Goal ::
Print the full listing exactly.

Input records ::
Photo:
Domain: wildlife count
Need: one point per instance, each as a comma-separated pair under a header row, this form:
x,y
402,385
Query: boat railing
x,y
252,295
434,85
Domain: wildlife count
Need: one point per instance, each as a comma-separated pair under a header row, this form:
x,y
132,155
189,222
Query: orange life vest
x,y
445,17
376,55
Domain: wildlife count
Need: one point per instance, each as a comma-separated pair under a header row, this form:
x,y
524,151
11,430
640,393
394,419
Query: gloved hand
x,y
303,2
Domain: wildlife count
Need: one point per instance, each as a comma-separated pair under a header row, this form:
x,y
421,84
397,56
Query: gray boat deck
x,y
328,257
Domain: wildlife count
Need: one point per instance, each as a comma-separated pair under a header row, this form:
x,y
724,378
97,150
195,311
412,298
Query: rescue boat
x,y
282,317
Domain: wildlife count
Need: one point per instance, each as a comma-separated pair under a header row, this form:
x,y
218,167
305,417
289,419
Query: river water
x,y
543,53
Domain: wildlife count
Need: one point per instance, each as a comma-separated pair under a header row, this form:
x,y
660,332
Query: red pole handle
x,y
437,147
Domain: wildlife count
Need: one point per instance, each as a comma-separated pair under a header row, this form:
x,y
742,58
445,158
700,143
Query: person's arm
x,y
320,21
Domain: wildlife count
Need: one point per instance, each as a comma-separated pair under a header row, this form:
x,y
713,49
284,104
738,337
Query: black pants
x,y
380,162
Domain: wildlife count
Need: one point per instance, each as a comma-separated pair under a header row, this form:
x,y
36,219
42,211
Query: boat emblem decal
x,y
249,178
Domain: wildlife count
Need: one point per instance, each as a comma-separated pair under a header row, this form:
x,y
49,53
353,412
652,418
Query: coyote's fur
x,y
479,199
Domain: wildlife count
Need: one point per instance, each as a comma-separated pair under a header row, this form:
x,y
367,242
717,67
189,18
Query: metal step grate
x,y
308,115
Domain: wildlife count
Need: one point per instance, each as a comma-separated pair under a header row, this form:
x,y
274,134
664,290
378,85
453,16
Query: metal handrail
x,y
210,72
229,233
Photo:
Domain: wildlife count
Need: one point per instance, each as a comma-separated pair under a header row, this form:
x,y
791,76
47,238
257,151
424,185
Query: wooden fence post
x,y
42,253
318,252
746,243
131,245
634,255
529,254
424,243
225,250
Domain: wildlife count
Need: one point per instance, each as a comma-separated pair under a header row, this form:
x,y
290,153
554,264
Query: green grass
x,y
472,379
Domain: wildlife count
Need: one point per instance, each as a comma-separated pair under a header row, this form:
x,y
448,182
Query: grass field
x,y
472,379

Response to this exercise ::
Photo:
Domain: wildlife count
Need: one point per instance, each as a comma-separated pair under a header row, this form:
x,y
402,385
Query: boat railing
x,y
252,295
434,85
Domain: wildlife count
Need: one point per instance, each as a comma-separated pair under a header row, this form:
x,y
132,155
189,222
Query: orange life vest
x,y
445,17
376,55
Domain: wildlife count
Need: one point per instance, each as a comma-separated pair under a header row, this form:
x,y
524,151
11,430
640,393
394,419
Query: gloved hand
x,y
303,2
Domain: wildlife count
Need: one point per instance, each as a comma-separated pair under a header row, this form:
x,y
421,84
397,56
Query: gray boat deck
x,y
328,257
Domain: wildlife count
Need: one point per instance, each as a comma-separated pair under a header row, this form:
x,y
724,378
97,150
195,311
412,298
Query: rescue boat
x,y
282,317
Domain: wildlife count
Need: one point per instance, each as a comma-separated pair under a header row, this form:
x,y
218,167
305,417
289,419
Query: river water
x,y
543,53
Domain: wildlife count
Need: one point per instance, each as a comma-separated pair under a header row, this form:
x,y
660,332
Query: red pole handle
x,y
437,147
Domain: wildlife count
Need: one point per instance, each as a comma-separated pair under a header row, this form:
x,y
742,58
445,158
700,143
Query: person's arm
x,y
320,21
Domain: wildlife count
Need: one point per instance, each as a comma-separated pair under a header row, this form:
x,y
713,49
284,104
738,337
Query: black pants
x,y
380,162
Domain: wildlife count
Need: one point per instance, each as a comma-separated pair under a header row, this form:
x,y
36,219
42,211
Query: boat emblem decal
x,y
249,178
Domain: wildlife count
Need: one point per instance, each as a comma-separated pair under a header row, this form:
x,y
49,53
353,412
652,418
Query: coyote's fur
x,y
479,199
Domain: wildlife count
Need: one point per instance, each as a comma-separated pair under a header row, this form:
x,y
367,242
717,67
189,18
Query: metal step grate
x,y
308,115
Domain: wildlife count
Need: one point per instance, each as a comma-separated pair under a header row, this form:
x,y
274,134
664,290
378,85
453,16
Query: metal handrail
x,y
210,72
229,233
Photo:
Domain: wildlife count
Need: one point per instance, each as a comma-separated pair under a header row, this form:
x,y
791,76
47,238
257,151
424,185
Query: wooden fence post
x,y
42,253
318,252
746,243
131,245
634,255
529,254
424,243
225,250
Domain: wildlife count
Need: one point per instance, each as a comma-separated pair under a header row, this form:
x,y
290,153
554,264
Query: green grass
x,y
472,379
Domain: wildlife count
Need: one point per instance, each as a comma-separated pair under a header row, this form:
x,y
448,182
Query: grass field
x,y
472,379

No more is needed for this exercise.